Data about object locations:
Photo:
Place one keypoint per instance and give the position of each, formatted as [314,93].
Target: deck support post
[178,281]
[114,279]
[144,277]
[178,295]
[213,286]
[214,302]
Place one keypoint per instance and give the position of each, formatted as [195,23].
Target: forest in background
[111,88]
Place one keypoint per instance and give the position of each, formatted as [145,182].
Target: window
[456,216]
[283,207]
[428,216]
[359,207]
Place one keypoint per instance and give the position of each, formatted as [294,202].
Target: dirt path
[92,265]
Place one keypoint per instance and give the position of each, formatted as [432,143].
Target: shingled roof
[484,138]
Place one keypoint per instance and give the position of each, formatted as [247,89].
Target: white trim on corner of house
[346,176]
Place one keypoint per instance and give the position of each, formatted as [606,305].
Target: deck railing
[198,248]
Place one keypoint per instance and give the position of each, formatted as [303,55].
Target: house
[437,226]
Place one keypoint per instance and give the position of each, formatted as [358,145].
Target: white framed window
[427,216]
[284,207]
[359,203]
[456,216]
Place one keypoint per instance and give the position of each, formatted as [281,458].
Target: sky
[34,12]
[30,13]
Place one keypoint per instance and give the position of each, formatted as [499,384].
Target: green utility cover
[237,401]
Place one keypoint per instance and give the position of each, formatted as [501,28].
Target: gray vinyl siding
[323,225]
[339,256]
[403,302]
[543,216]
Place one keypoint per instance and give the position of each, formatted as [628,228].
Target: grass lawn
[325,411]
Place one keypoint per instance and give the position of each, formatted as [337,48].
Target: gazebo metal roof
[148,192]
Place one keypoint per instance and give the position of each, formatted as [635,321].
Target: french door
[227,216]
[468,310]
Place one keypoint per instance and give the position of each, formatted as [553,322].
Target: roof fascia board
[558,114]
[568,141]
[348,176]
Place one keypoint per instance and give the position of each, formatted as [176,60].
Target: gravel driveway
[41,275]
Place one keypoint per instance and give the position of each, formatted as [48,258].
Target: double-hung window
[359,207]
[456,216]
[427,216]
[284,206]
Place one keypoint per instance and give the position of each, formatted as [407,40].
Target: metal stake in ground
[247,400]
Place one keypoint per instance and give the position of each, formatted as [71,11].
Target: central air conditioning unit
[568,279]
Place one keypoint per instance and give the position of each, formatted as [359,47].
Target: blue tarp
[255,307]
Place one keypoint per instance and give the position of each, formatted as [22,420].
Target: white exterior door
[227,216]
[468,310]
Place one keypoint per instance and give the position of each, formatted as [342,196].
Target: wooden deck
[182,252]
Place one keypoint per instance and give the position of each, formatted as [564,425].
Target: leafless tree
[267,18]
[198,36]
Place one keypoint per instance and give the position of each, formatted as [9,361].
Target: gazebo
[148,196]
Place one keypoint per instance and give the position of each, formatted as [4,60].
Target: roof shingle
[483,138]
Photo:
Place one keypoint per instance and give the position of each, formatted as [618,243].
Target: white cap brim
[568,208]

Request:
Please copy out, unchanged, the part of the data that opens with the line containing "formatted as [359,47]." and runs through the end of the data.

Task answer:
Place one keypoint per instance and give the position of each, formatted as [359,47].
Target: blue tarp
[255,307]
Place one keypoint per instance and give the position of each, formatted as [22,420].
Target: white exterior door
[227,216]
[468,310]
Place one keypoint per instance and give the position of each, formatted as [342,196].
Target: wooden deck
[182,252]
Place one keypoint per instance and give the position of each, formatted as [564,425].
Target: leafless tree
[267,18]
[198,36]
Place one keypoint per instance and give the position of each, formatted as [9,361].
Target: gazebo
[148,196]
Place one keypoint per instance and give the position of each, formatted as [4,60].
Target: roof shingle
[483,138]
Photo:
Place one keypoint per instance and give the position of each, formatted as [618,243].
Target: white cap brim
[568,208]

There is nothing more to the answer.